▶ _EXERCISE GOAL_: Present each line of the entries below that holds the word "then".

▶ _PROVIDED INFORMATION_:
################

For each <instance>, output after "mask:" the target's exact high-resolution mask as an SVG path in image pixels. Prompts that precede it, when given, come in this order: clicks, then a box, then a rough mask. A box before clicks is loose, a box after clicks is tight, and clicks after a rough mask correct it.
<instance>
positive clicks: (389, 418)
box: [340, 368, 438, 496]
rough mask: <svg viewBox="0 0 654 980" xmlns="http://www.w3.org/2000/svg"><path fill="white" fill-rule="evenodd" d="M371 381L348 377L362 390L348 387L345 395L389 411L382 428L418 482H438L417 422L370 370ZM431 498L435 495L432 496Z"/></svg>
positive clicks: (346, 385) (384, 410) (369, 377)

################

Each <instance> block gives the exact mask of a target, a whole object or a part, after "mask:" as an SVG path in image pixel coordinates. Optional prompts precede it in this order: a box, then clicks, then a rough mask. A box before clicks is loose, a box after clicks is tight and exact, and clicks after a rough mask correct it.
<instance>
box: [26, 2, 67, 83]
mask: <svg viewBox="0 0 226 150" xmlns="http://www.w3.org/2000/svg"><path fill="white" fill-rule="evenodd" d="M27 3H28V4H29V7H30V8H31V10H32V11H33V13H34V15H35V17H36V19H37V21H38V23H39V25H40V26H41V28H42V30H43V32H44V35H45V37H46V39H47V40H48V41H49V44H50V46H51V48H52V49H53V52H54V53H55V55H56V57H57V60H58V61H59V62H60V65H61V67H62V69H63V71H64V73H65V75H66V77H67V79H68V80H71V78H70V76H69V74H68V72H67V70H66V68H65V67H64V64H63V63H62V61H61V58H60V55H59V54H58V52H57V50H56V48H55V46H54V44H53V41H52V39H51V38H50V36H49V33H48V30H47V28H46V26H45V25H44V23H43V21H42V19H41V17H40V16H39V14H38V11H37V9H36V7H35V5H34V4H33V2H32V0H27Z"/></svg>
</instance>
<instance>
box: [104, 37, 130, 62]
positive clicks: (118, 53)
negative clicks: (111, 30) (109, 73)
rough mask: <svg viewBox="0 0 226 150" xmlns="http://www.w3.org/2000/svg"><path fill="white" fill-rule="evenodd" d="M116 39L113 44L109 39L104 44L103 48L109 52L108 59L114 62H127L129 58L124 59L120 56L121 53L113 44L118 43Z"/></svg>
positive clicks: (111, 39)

################

▶ _ANSWER SECTION_:
For each <instance>, output after "mask:" the target's exact high-resolution mask as an SVG path in image pixels. Prompts that precede it, when given, come in this order: clicks, then a box, then a rough mask. A box before clicks is loose, a box after clicks is tight, and clicks after a rough mask correct it.
Each <instance> block gives the exact mask of a target, a whole object or a part, after "mask:" as an SVG path in image pixel coordinates. Optional prompts precede it in this order: a box, then clicks, then a rough mask. A box before clicks is loose, a box after clicks is tight and exact, and clicks after a rough mask correct it.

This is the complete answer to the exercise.